One of those chance encounters was Prineville resident Becky Smith — although they first met in Twin Falls, Idaho, at a KOA campground. While the two got acquainted and Monroe told Smith about her travels, it came up that she was passing through Oregon and decided to cross the state on U.S. Highway 26. Monroe remembers Smith perking up.
"Wait, you are taking 26 through Oregon? We live in Prineville! You are going to go right through there!"
So when she finally made it to the Beaver state, she reconnected with Smith.
"She has set me up since John Day," Monroe said.
The horse races has become the latest in a string of small adventures that Monroe has enjoyed during her eight months on the road. She once took a kayak down Shoshone Falls in Idaho and since she prefers not to take money from people — she saved up money before the trip — she prefers to work in exchange for room and board. She has worked on a farm, at a vineyard and a restaurant and more.
But more appealing than the adventures are the relationships Monroe has forged along the way. She recalls staying with a family in Oklahoma whose five kids never wanted to see her leave. She plans to return and visit them in September.
Smith joins that list as well, and she is heartened to learn there are other people like herself who will give shelter and care to someone they just met.
"Honestly, it has renewed my faith in humanity," Smith said. "I almost forgot people can be open-minded and kind. As I watch her journey (which Monroe is chronicling on Facebook) it's cool to me to see that people are still willing to reach out and help a stranger open-heartedly. For me, that's a big deal."
Monroe is planning to stay in touch with all of the people she has met and stayed with along the way, cherishing those relationships as ones she would have never experienced crossing the country by car.
"We are all the same," she has come to realize. "We all need love, food, water and shelter. We can all take care of each other. It's a beautiful world."

▶ _Records supplied_:

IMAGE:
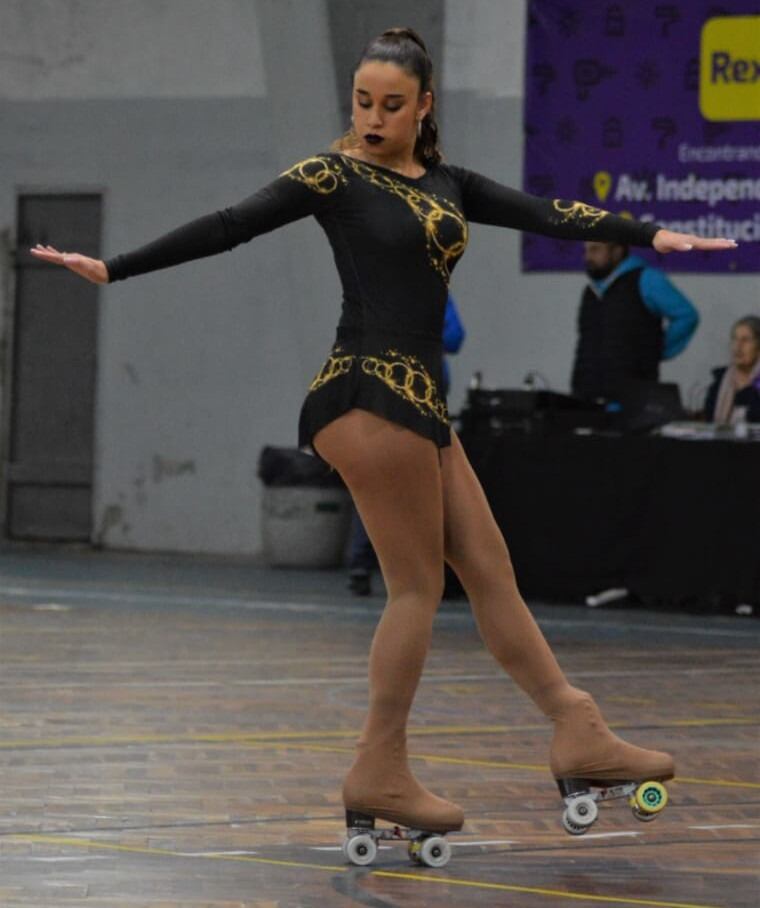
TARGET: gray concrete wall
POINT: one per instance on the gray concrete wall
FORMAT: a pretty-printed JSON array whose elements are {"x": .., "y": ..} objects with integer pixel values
[
  {"x": 176, "y": 108},
  {"x": 199, "y": 366}
]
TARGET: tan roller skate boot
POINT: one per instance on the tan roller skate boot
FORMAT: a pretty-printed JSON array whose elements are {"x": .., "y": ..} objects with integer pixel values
[
  {"x": 591, "y": 764},
  {"x": 380, "y": 786}
]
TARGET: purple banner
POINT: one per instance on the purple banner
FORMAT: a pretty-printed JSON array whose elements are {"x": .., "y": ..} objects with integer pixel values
[{"x": 650, "y": 109}]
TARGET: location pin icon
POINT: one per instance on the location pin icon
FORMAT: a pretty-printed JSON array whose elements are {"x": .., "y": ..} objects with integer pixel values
[{"x": 602, "y": 184}]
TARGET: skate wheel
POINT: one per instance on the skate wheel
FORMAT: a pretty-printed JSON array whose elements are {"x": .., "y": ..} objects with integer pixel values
[
  {"x": 582, "y": 811},
  {"x": 360, "y": 849},
  {"x": 650, "y": 798},
  {"x": 572, "y": 828},
  {"x": 435, "y": 851}
]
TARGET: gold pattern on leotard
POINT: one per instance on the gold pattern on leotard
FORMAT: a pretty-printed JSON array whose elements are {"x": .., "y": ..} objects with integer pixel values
[
  {"x": 333, "y": 367},
  {"x": 320, "y": 174},
  {"x": 433, "y": 212},
  {"x": 582, "y": 214},
  {"x": 405, "y": 375}
]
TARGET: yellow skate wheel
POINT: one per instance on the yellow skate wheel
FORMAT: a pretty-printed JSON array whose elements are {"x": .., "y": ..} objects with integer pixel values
[{"x": 650, "y": 798}]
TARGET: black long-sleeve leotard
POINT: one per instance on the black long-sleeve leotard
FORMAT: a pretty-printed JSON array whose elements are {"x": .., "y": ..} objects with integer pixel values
[{"x": 395, "y": 240}]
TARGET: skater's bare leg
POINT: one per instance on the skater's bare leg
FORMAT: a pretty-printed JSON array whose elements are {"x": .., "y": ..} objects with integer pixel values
[
  {"x": 475, "y": 548},
  {"x": 395, "y": 480}
]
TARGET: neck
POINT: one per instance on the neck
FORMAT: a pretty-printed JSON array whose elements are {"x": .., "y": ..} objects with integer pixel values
[{"x": 404, "y": 162}]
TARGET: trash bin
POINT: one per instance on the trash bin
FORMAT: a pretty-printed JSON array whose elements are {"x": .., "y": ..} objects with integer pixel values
[{"x": 306, "y": 510}]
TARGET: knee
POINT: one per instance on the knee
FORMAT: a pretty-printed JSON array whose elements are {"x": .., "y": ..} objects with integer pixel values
[
  {"x": 480, "y": 569},
  {"x": 423, "y": 586}
]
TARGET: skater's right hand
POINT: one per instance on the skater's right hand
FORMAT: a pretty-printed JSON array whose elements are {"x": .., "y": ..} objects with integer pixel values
[{"x": 91, "y": 269}]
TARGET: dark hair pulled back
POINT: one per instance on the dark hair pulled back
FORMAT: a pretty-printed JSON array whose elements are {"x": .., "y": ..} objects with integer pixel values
[{"x": 406, "y": 49}]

▶ _Task directions_: Reproduce the entire excerpt about Monroe's journey and her meeting with Becky Smith verbatim. The records play no part in this work.

▶ _Finished exercise_:
One of those chance encounters was Prineville resident Becky Smith — although they first met in Twin Falls, Idaho, at a KOA campground. While the two got acquainted and Monroe told Smith about her travels, it came up that she was passing through Oregon and decided to cross the state on U.S. Highway 26. Monroe remembers Smith perking up.
"Wait, you are taking 26 through Oregon? We live in Prineville! You are going to go right through there!"
So when she finally made it to the Beaver state, she reconnected with Smith.
"She has set me up since John Day," Monroe said.
The horse races has become the latest in a string of small adventures that Monroe has enjoyed during her eight months on the road. She once took a kayak down Shoshone Falls in Idaho and since she prefers not to take money from people — she saved up money before the trip — she prefers to work in exchange for room and board. She has worked on a farm, at a vineyard and a restaurant and more.
But more appealing than the adventures are the relationships Monroe has forged along the way. She recalls staying with a family in Oklahoma whose five kids never wanted to see her leave. She plans to return and visit them in September.
Smith joins that list as well, and she is heartened to learn there are other people like herself who will give shelter and care to someone they just met.
"Honestly, it has renewed my faith in humanity," Smith said. "I almost forgot people can be open-minded and kind. As I watch her journey (which Monroe is chronicling on Facebook) it's cool to me to see that people are still willing to reach out and help a stranger open-heartedly. For me, that's a big deal."
Monroe is planning to stay in touch with all of the people she has met and stayed with along the way, cherishing those relationships as ones she would have never experienced crossing the country by car.
"We are all the same," she has come to realize. "We all need love, food, water and shelter. We can all take care of each other. It's a beautiful world."